======== BLOCCO DI TESTO ========
Il super-Mes
Bruxelles, ore 5:32 del 21 luglio, per l’Italia il disastro è compiuto. Non si chiama Mes, anche se ci sarà spazio pure per questo, ma Recovery Fund, il super-Mes pensato dall’asse carolingio, ripreso dalla Commissione, ed infine modificato (in peggio, ovviamente) dal Consiglio europeo con la firma di stamattina.
Lo abbiamo sostenuto per mesi. Non è mai esistito un Mes cattivo, opposto ad un Recovery Fund buono. Esiste invece il sistema dell’euro, che di questi meccanismi abbisogna come il pane. E’ da quel sistema che bisogna liberarsi. Il resto è solo chiacchiera per l’interminabile teatrino della politica. Quel teatrino tenuto in piedi affinché ogni ragionamento serio sia bandito dal discorso pubblico.
Oggi gli euroinomani festeggiano. Lo fanno per l’accordo raggiunto, per la novità di un pacchetto economico a loro dire eccezionale, perfino per l’idea che si sia aperta la strada alla condivisione del debito, aprendo così pure quella della mitica Europa federale. Hanno torto su tutto, ed i fatti lo dimostreranno.
======== DATI ========
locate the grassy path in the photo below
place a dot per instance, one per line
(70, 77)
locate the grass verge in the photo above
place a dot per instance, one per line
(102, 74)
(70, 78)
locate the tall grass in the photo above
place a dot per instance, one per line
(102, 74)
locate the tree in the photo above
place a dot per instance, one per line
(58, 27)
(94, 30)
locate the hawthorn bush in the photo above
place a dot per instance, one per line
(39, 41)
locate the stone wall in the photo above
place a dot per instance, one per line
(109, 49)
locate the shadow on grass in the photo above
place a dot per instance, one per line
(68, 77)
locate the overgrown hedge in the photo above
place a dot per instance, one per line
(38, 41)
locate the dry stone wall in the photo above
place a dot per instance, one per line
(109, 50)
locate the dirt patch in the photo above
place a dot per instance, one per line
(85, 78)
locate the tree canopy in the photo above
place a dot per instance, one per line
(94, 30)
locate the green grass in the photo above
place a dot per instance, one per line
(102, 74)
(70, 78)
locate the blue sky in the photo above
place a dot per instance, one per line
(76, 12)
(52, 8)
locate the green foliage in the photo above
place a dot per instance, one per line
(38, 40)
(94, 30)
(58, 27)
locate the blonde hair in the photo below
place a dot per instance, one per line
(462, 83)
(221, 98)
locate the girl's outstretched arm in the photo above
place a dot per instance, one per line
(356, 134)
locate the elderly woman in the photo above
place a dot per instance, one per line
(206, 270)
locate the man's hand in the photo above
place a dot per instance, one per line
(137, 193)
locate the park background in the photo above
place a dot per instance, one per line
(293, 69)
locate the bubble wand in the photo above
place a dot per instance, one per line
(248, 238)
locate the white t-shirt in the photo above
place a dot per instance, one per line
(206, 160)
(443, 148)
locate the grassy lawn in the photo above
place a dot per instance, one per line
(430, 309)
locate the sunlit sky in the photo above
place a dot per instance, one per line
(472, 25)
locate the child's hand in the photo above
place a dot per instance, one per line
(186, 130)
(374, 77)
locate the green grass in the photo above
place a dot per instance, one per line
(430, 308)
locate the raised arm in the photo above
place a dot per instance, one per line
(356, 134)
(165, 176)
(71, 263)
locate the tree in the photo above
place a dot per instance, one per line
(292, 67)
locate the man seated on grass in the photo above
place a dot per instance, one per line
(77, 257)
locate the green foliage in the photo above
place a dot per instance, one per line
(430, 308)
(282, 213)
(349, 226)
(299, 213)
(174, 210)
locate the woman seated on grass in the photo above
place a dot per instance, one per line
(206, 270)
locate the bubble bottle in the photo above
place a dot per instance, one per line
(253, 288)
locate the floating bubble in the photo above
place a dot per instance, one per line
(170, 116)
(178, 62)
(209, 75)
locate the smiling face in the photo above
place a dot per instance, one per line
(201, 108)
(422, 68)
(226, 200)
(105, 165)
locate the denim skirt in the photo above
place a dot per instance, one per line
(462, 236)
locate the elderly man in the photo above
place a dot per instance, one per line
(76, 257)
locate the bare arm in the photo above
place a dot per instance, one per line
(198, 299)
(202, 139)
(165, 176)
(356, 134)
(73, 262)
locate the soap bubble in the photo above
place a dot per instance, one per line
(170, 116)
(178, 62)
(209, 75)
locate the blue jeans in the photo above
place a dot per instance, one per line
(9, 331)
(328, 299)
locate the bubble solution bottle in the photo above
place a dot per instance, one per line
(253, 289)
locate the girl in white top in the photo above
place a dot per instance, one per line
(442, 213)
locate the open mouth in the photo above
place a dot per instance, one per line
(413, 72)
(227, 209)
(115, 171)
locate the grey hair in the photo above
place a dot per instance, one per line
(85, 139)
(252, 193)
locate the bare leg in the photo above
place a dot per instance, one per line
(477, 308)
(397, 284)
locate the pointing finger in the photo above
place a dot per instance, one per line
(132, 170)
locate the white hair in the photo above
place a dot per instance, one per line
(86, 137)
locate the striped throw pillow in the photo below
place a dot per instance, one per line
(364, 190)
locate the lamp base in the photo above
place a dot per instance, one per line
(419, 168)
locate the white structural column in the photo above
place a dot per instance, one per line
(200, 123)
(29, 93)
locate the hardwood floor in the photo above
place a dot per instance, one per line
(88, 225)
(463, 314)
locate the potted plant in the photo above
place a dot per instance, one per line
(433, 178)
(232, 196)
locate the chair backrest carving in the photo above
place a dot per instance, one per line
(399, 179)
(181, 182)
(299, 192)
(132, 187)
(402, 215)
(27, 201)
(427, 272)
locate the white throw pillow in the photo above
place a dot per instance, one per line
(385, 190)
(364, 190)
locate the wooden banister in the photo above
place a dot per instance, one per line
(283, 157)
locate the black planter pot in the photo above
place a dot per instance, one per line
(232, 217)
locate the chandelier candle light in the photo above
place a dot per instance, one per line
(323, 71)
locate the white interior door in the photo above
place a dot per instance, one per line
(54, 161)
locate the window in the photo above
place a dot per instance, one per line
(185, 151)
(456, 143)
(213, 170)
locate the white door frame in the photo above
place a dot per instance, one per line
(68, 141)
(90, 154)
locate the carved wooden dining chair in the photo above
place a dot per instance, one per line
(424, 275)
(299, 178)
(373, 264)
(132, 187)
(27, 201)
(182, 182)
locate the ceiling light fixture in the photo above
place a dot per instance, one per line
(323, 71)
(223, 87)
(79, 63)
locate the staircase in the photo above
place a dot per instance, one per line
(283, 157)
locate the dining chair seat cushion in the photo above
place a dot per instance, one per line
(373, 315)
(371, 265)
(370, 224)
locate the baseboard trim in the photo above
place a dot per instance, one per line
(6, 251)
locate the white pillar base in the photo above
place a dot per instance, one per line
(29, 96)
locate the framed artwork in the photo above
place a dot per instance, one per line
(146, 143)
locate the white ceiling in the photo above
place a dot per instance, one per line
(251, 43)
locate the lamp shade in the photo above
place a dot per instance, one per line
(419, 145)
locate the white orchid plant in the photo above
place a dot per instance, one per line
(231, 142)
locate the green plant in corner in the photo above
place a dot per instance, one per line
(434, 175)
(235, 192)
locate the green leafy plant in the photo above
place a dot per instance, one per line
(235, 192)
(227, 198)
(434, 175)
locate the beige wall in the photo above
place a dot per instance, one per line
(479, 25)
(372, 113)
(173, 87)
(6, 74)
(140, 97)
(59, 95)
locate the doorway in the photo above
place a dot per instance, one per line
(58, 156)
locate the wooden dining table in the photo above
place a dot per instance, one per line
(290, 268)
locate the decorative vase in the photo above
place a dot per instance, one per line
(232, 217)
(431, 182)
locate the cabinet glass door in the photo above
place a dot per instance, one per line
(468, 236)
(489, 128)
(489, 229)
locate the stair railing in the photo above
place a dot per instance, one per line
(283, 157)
========
• **COMPITO 1**
Rispondi alle seguenti domande sul testo sul super-Mes.
(a) Quale organo, secondo il testo, ha modificato il Recovery Fund con la firma di stamattina?
(b) Da che cosa, secondo il testo, bisogna liberarsi?
(c) Per quali ragioni festeggiano gli euroinomani?
• **COMPITO 2**
Indica se ciascuna affermazione concorda con il testo sul super-Mes, rispondendo sì o no e citando le parole decisive del testo.
(a) Il Consiglio europeo ha modificato in meglio il Recovery Fund.
(b) Non è mai esistito un Mes cattivo opposto a un Recovery Fund buono.
(c) Gli euroinomani hanno ragione a festeggiare.
• **COMPITO 3**
Riporta fedelmente il passo del testo sul super-Mes che va da «Lo abbiamo sostenuto» a «dal discorso pubblico.».

• **RISPOSTA COMPLETA 1**
(a) Il Consiglio europeo.
(b) Dal sistema dell'euro.
(c) Per l'accordo raggiunto, per la novità di un pacchetto economico a loro dire eccezionale e perfino per l'idea che si sia aperta la strada alla condivisione del debito.

• **RISPOSTA COMPLETA 2**
(a) No: «modificato (in peggio, ovviamente) dal Consiglio europeo».
(b) Sì: «Non è mai esistito un Mes cattivo, opposto ad un Recovery Fund buono.»
(c) No: «Hanno torto su tutto, ed i fatti lo dimostreranno.»

• **RISPOSTA COMPLETA 3**
Lo abbiamo sostenuto per mesi. Non è mai esistito un Mes cattivo, opposto ad un Recovery Fund buono. Esiste invece il sistema dell’euro, che di questi meccanismi abbisogna come il pane. E’ da quel sistema che bisogna liberarsi. Il resto è solo chiacchiera per l’interminabile teatrino della politica. Quel teatrino tenuto in piedi affinché ogni ragionamento serio sia bandito dal discorso pubblico.